→ **Reading text**
I came to Overlord late. Like, embarrassingly late — this show has been running since 2015 and I only started it last year because Tanner kept asking why I’d never watched “the skeleton one.” He’d seen clips somewhere online. The all-powerful undead wizard in his guild hall with an army of monsters. The whole vibe.
So I sat down with him one night expecting something goofy. What I got was something much weirder and more interesting than I anticipated. Overlord is not a power fantasy. It’s an examination of what happens to someone when the world they knew disappears and the context that made them human slowly starts to erode. Ainz Ooal Gown is powerful enough that he’s never in danger — and that is the point. The stakes aren’t about whether he wins. They’re about whether he remains recognizable as a person.
Tanner’s seven and he found the skeleton guy very cool. I’m 41 and I found the whole thing unsettling in a way I had to think about for a couple days afterward. We both enjoyed it, somehow.
Here’s how to watch it in order without confusing yourself.
The Short Answer: Watch Order
If you just want the list with no context:
- Overlord Season 1 (2015) — 13 episodes
- Overlord Season 2 (2018) — 13 episodes
- Overlord Season 3 (2018) — 13 episodes
- Overlord Season 4 (2022) — 13 episodes
- Overlord: The Sacred Kingdom (movie, 2024) — feature film
- Season 5 — not officially announced yet (details below, because the internet has muddied this one badly)
That’s it. Four seasons plus one movie. Don’t overthink it.
The Longer Answer: What About the Recap Movies and OVAs?
There are recap movies from 2017 — Overlord: The Undead King and Overlord: The Dark Warrior. They cover seasons 1 and early 2 respectively. They’re not new content. They’re heavily edited compilations of existing episodes with some additional narration.
You can skip them entirely. They’re for people who want a fast refresher before starting a new season, not for first-time viewers. If you’ve already watched all four seasons and want to prep before whatever comes next, they’re useful for that. Otherwise, ignore.
The OVAs are similarly skippable for first-time viewing. They’re mostly comic side stories and supplemental character moments — good fun once you’re already invested in the cast, but not necessary for the main story.
Season 1: Where Everyone Should Start
Season 1 sets up everything. Momonga — a regular salaryman in Japan who played a fantasy MMORPG called YGGDRASIL — finds himself transported into the game world as his max-level character, an extremely powerful undead overlord named Ainz Ooal Gown. The game world is real. The NPCs have inner lives. His guildmates, who used to log in with him, are gone. He is alone in a world that treats him as a god.

→ **Tasks to carry out**
a) In the Overlord watch-order guide, reproduce word for word the passage that begins at the words "Tanner’s seven and" and stops after "this one badly)".
b) Resume the Overlord watch-order guide from its last sentence and keep writing in the same voice.

(Annotation dataset entries)

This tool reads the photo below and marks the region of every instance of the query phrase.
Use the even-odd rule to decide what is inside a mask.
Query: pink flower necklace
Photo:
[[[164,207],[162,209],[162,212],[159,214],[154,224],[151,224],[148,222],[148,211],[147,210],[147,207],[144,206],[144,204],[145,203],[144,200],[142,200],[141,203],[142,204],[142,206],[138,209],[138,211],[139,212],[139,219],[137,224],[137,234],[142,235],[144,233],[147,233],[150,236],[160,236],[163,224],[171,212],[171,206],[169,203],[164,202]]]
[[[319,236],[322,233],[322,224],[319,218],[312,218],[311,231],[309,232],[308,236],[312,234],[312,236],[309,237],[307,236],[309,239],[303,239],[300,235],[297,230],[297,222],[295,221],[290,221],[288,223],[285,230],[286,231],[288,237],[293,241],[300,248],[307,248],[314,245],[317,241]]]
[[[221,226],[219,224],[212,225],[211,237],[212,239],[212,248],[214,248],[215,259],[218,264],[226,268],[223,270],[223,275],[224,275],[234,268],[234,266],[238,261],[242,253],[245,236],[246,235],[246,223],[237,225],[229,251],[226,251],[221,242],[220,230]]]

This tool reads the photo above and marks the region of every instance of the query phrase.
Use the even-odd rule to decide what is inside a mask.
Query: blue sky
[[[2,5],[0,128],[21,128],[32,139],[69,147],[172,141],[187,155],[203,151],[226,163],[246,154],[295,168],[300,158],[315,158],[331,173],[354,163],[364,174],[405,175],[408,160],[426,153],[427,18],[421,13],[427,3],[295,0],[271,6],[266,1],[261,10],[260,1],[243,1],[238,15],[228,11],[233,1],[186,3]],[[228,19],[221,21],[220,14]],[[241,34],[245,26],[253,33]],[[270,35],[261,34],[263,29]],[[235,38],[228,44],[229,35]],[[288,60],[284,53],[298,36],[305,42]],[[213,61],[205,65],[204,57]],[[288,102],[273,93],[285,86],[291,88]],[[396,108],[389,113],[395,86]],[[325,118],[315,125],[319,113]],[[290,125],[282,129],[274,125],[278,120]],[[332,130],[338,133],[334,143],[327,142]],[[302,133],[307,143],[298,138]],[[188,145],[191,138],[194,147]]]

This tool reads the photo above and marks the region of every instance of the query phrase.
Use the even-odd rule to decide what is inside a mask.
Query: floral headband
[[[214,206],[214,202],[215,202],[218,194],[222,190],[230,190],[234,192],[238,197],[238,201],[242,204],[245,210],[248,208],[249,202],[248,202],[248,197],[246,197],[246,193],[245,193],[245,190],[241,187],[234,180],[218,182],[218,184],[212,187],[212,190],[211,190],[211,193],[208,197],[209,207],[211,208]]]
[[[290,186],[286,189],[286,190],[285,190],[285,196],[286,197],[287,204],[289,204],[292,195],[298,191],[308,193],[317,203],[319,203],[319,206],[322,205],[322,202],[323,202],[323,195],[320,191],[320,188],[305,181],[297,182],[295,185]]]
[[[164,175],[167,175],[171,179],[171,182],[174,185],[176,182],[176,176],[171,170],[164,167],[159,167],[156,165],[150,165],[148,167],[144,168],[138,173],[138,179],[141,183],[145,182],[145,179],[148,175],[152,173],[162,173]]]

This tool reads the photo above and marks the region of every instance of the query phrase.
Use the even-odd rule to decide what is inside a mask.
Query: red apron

→ **Task responses**
a)
Tanner’s seven and he found the skeleton guy very cool. I’m 41 and I found the whole thing unsettling in a way I had to think about for a couple days afterward. We both enjoyed it, somehow.
Here’s how to watch it in order without confusing yourself.
The Short Answer: Watch Order
If you just want the list with no context:
- Overlord Season 1 (2015) — 13 episodes
- Overlord Season 2 (2018) — 13 episodes
- Overlord Season 3 (2018) — 13 episodes
- Overlord Season 4 (2022) — 13 episodes
- Overlord: The Sacred Kingdom (movie, 2024) — feature film
- Season 5 — not officially announced yet (details below, because the internet has muddied this one badly)

b)
The first few episodes do a good job establishing why this is actually terrifying rather than exciting. Ainz is alone in the most complete way imaginable — everyone he knew from his real life is gone, the virtual world that was a social outlet is now his permanent reality, and his undead form subtly suppresses his emotional responses. He literally cannot panic or grieve properly anymore. His sadness gets capped and redirected. He doesn’t know how much of who he was is still there.
He decides to find out what this world is and whether any of his old guildmates are somewhere in it. The Great Tomb of Nazarick — his guild’s fortress — is populated by NPC servants who are now fully alive and completely devoted to him. He leads them. He figures out the rules as he goes.
Season 1 is relatively self-contained. It introduces the world, the power hierarchy, and the principal characters. The tone shifts in interesting ways — sometimes it’s legitimately eerie, sometimes it’s almost a comedy about Ainz fumbling through situations where everyone assumes he has a master plan when he’s mostly improvising.
The season’s climax — the fight against Shalltear, one of his own floor guardians gone wrong — is also the first time the show puts real weight behind its combat. It’s not about whether Ainz can win. It’s about watching a man treat a battle like a spreadsheet because the alternative is feeling something about fighting family.
This is worth watching with your kids if they’re old enough for some combat violence. Tanner handled it fine. There’s nothing gratuitous in Season 1.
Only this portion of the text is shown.